# Task instructions
Please output the data below word for word, from the first line to the last, leaving out the pictures.

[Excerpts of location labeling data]
········

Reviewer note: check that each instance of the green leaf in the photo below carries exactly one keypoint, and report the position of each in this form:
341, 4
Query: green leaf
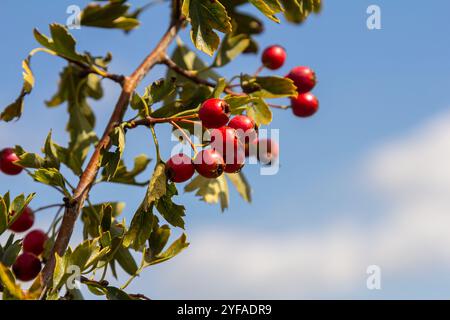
112, 15
236, 103
75, 88
158, 240
17, 206
205, 17
171, 212
157, 186
126, 260
259, 111
241, 184
51, 177
268, 7
3, 215
8, 281
140, 229
175, 248
15, 109
51, 152
275, 87
231, 47
210, 190
61, 43
297, 11
111, 160
11, 252
159, 90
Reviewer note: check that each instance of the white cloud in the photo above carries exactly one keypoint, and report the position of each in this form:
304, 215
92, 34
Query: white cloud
412, 235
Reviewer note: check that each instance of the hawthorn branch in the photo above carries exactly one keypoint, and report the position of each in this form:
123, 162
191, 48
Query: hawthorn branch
89, 175
148, 121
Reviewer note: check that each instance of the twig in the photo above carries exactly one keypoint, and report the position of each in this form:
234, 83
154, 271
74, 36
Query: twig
148, 121
90, 173
56, 205
276, 106
184, 135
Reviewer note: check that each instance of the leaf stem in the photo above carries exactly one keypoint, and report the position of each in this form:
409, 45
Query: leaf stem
89, 175
185, 135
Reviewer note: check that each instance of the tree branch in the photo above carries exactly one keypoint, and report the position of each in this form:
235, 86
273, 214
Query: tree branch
88, 176
105, 284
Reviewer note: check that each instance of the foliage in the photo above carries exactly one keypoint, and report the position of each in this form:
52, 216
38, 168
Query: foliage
223, 29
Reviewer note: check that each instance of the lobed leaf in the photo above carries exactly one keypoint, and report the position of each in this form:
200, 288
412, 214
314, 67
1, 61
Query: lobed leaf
205, 17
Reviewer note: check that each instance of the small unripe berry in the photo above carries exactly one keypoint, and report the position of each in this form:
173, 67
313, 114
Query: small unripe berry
34, 242
209, 163
24, 221
26, 267
268, 151
304, 105
273, 57
304, 78
180, 168
7, 159
214, 113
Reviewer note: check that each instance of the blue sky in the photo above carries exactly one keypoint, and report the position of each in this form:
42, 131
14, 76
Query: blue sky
377, 89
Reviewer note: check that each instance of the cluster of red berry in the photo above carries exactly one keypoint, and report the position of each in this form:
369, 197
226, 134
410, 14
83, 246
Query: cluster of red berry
28, 265
304, 78
227, 152
240, 134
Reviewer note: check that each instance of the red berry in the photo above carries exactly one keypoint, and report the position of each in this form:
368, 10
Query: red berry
236, 163
7, 159
304, 79
214, 113
225, 141
24, 221
180, 168
209, 163
34, 242
244, 126
304, 105
274, 57
268, 151
27, 266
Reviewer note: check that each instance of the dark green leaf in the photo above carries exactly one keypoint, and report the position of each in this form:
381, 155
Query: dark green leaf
205, 17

········

# Solution to this task
Reviewer note: check that each instance of the green leaf in the photo below carries exactly one keypoint, and report the position of each in this form:
341, 4
Query: green leaf
112, 15
236, 103
75, 88
158, 240
17, 206
205, 17
171, 212
157, 186
126, 260
259, 111
241, 184
51, 177
268, 7
3, 215
8, 281
140, 229
175, 248
15, 109
51, 152
275, 87
231, 47
210, 190
61, 43
297, 11
111, 160
11, 252
159, 90
Reviewer note: check that each instance of the white cloud in the photo above carries exactly one keypoint, and report the position of each in this form:
304, 215
92, 34
Query: white cloud
412, 235
Reviewer note: check that each instance of the hawthorn branch in the photo above carries exactly one keypoint, and report the position of each in this form:
123, 162
191, 48
Query: hawthorn branch
89, 175
148, 121
Reviewer note: check that each instance of the twig in the photo above carries exactly one keypoint, and report the position of each in this form:
234, 83
154, 271
74, 36
Query: twig
148, 121
90, 173
56, 205
276, 106
184, 135
Reviewer note: check that each instance of the leaf stem in the photo above carries exactly one keypoint, and report the position of each in this form:
409, 45
Query: leaf stem
89, 175
185, 135
Reviewer note: check that each instance of the tree branch in the photo above carries exactly one keypoint, and report the position of each in this form:
235, 86
273, 214
Query: tree branch
88, 176
105, 284
Reviewer note: check that each instance of the foliage in the photo above carries exactly one keypoint, and report the position of each in this form:
52, 216
38, 168
Query: foliage
223, 29
Reviewer note: check that each instance of the lobed leaf in the photo above carries exactly one keypoint, and report the position of each in this form:
200, 288
412, 214
314, 67
1, 61
Query: lobed leaf
205, 17
Reviewer note: check that each instance of the small unripe berry in the photo above carries exactly one keypoint, and report the position of each in this form:
173, 67
313, 114
Query: small unripe berry
34, 242
209, 163
24, 221
26, 267
268, 151
304, 105
273, 57
304, 78
180, 168
7, 159
214, 113
Reviewer note: check that each instance of the blue sky in the photo above carries exactly one keypoint, and report the position of each in this form:
42, 131
14, 76
Query: blue sky
377, 89
Reviewer note: check that each instance of the cluster of red berry in the photo above carries exactly one keypoint, and report the position of each in this form:
369, 197
226, 134
410, 14
83, 246
Query: cluster of red berry
28, 265
304, 78
227, 152
240, 134
Reviewer note: check that each instance of the red berry in the photo above carries exactly one keypoint, and report the position of each in this form:
368, 10
Query: red berry
236, 163
7, 159
304, 79
214, 113
225, 141
24, 221
180, 168
209, 163
34, 242
244, 126
304, 105
274, 57
268, 151
27, 266
Reviewer note: check that each instance of the dark green leaf in the photo above carries exactly one keypoint, and report the position of each in this form:
381, 155
Query: dark green leaf
205, 17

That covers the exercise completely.